### Stated problem 1
Render the entries from the line containing "Where can you spot the shoulder" through the end of the entries as a Markdown table, leaving out blank lines. Use the columns No. for the row number and Entry for the line.

### Text extract
**********
Whilst the effect of changes in tax laws enacted after the end of the reporting period are not taken into account (see 5.1.3 below), information and events that occur between the end of the reporting period and the date when the financial statements are authorised for issue are adjusting events after the reporting period if they provide evidence of conditions that existed as at the reporting date. [IAS 10.3]. Updated tax calculations, collection of additional data, clarifications issued by the tax authorities and gaining more experience with the tax legislation before the authorisation of the financial statements should be treated as adjusting events if they pertain to the position at the balance sheet date. Events that are indicative of conditions that arose after the reporting period should be treated as non-adjusting events. Judgement needs to be applied in determining whether technical corrections and regulatory guidance issued after year-end are to be considered adjusting events.

Where the effect of changes in the applicable tax rates compared to the previous accounting period are material, an explanation of those effects is required to be provided in the notes to the financial statements (see 14.1 below). [IAS 12.81(d)].

5.1.3 Changes to tax rates and laws enacted after the reporting date

The requirement for substantive enactment by the end of the reporting period is quite clear in the literature. IAS 10 – Events after the Reporting Period – identifies the enactment or announcement of a change in tax rates and laws after the end of the reporting period as an example of a non-adjusting event. [IAS 10.22(h)]. For example, an entity with a reporting period ending on 31 December issuing its financial statements on 20 April the following year would measure its tax assets and liabilities by reference to tax rates and laws enacted or substantively enacted as at 31 December even if these had changed significantly before 20 April and even if those changes had retrospective effect. However, in these circumstances the entity would have to disclose the nature of those changes and provide an estimate of the financial effect of those changes if the impact is expected to be significant (see 14.2 below). [IAS 10.21].
**********
### Entries shown
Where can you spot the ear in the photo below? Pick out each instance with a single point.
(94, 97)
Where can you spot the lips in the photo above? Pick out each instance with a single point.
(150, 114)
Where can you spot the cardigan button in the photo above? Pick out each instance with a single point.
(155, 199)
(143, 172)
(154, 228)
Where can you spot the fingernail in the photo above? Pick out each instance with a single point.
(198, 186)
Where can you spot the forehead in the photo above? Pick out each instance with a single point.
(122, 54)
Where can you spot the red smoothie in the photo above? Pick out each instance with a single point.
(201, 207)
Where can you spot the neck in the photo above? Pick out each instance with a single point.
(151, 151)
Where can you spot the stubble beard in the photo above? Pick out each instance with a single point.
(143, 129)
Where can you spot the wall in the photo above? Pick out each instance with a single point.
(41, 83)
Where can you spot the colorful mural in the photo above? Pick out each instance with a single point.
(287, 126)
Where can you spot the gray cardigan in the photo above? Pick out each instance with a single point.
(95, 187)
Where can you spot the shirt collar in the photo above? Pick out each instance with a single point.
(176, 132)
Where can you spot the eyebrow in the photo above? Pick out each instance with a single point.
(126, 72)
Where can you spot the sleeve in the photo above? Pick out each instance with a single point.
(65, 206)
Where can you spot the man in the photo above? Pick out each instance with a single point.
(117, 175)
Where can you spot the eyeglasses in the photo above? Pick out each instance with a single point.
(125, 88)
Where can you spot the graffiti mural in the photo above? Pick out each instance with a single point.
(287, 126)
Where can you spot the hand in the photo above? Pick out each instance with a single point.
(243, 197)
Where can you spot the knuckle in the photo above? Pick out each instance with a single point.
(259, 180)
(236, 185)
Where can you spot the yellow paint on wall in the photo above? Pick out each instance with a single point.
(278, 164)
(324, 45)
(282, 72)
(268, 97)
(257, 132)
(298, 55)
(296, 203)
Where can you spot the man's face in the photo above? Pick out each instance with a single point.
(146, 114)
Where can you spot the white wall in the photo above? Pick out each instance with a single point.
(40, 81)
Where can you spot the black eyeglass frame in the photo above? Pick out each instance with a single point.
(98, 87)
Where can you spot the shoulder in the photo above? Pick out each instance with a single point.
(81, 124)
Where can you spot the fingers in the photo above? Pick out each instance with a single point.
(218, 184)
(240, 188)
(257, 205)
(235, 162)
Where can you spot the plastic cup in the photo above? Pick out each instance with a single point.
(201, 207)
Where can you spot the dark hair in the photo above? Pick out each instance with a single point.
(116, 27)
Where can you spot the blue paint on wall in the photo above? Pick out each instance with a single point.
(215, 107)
**********
### Stated problem 2
Carry on the passage about changes to tax rates and laws after the reporting date from where it stops.

### Written answer 1
| No. | Entry |
|---|---|
| 1 | Where can you spot the shoulder in the photo above? Pick out each instance with a single point. |
| 2 | (81, 124) |
| 3 | Where can you spot the fingers in the photo above? Pick out each instance with a single point. |
| 4 | (218, 184) |
| 5 | (240, 188) |
| 6 | (257, 205) |
| 7 | (235, 162) |
| 8 | Where can you spot the plastic cup in the photo above? Pick out each instance with a single point. |
| 9 | (201, 207) |
| 10 | Where can you spot the dark hair in the photo above? Pick out each instance with a single point. |
| 11 | (116, 27) |
| 12 | Where can you spot the blue paint on wall in the photo above? Pick out each instance with a single point. |
| 13 | (215, 107) |

### Written answer 2
5.1.4 Implications of the decision by the UK to withdraw from the EU

On 29 March 2017, the UK Government started the legal process of negotiating a withdrawal by the UK from the European Union (EU). At the time of writing this Chapter, the UK will leave the EU on 31 October 2019, unless the negotiation period is further extended by unanimous consent of the European Council. Until that date, the UK remains a member of the EU and all laws and regulations continue to apply on that basis. After that date, the UK will cease to be a member of the EU and will acquire ‘third country’ status, the terms of which will be defined in a new arrangement that has yet to be determined.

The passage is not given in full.